** Selected passage **
◇ ◇ ◇

So you THINK you made a great shot at that Huge BUCK.
You watch as it bounds away through thick cover
Now those doubts creep in.
Depending on if it is a Buck or Doe might make a difference.
Naturally what you used to shoot with will also make a huge difference.
Tracking a deer successfully after the shot can be the difference from recovering or not recovering your deer. Often tracking in freshly fallen snow is quick and easy!
What about those hunts with no snow on the ground?
Make a visual reference of the last location you saw the deer and a mental image of your shot placement.
Watch how the deer reacts. If the deer crunches up, it is likely to be a hit too far back. A deer that takes off at full sprint usually signals a solid hit in my experience.
Stay in your stand and listen even if you can’t see the deer anymore.
Unless you know it was a complete miss presume you hit it.
Give it Time
Be patient to allow the deer time to lie down. They always do.
If the deer is down it will still be that way 10 hours from now. Don’t push a wounded deer
Track slowly along a blood trail so sign can easily spotted.
Check for weather conditions. Rain will wash away the blood or melting snow may dissolve any blood signs
More Eyes on the Ground
Additional trackers help you line everything up. Often deer lying in thick or tall grass can easily be missed compared to an open field or sparse hardwoods.
Another set of eyes will keep help from being impatient or making bad decisions.
An extra set of muscles is great to help drag the deer out of the woods.

◇ ◇ ◇

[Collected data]
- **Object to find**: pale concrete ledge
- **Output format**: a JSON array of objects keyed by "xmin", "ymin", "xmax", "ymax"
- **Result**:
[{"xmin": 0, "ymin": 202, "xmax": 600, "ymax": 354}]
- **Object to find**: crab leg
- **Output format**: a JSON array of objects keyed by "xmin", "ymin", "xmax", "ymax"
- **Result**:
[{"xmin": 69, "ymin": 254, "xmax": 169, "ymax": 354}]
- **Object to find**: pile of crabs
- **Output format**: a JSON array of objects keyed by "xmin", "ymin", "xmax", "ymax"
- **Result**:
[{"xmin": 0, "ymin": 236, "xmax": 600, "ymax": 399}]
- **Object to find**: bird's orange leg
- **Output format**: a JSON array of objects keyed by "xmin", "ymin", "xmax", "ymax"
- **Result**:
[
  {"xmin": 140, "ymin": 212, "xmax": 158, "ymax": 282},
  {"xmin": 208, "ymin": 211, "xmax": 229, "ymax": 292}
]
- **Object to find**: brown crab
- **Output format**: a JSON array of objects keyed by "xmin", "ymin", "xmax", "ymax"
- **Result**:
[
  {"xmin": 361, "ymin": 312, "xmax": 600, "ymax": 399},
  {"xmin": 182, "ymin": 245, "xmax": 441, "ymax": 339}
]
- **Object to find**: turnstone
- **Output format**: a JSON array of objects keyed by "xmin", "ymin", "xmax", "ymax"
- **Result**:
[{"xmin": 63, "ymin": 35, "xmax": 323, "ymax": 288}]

◇ ◇ ◇

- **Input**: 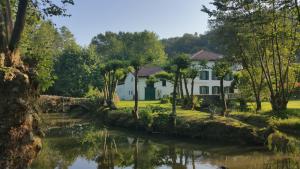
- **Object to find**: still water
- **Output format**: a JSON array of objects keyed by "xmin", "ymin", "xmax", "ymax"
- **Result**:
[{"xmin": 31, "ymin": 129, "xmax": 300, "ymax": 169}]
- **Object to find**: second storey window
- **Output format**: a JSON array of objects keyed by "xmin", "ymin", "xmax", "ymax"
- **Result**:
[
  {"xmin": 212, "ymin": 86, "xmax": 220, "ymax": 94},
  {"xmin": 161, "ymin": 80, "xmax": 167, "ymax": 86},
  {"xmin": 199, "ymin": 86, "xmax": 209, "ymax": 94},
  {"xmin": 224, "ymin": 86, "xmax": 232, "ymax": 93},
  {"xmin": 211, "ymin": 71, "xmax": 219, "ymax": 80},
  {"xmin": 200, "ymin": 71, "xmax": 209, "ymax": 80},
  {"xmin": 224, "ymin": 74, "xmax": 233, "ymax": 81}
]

◇ ◇ ◇

** Using the information **
- A) Translate this sentence from the deer-tracking text into Spanish: "Stay in your stand and listen even if you can’t see the deer anymore."
- B) Reproduce the deer-tracking text word for word from "Depending on if" to "on the ground?".

** Task-by-task outputs **
- A) Permanezca en su puesto y escuche, aunque ya no pueda ver al ciervo.

- B)
Depending on if it is a Buck or Doe might make a difference.
Naturally what you used to shoot with will also make a huge difference.
Tracking a deer successfully after the shot can be the difference from recovering or not recovering your deer. Often tracking in freshly fallen snow is quick and easy!
What about those hunts with no snow on the ground?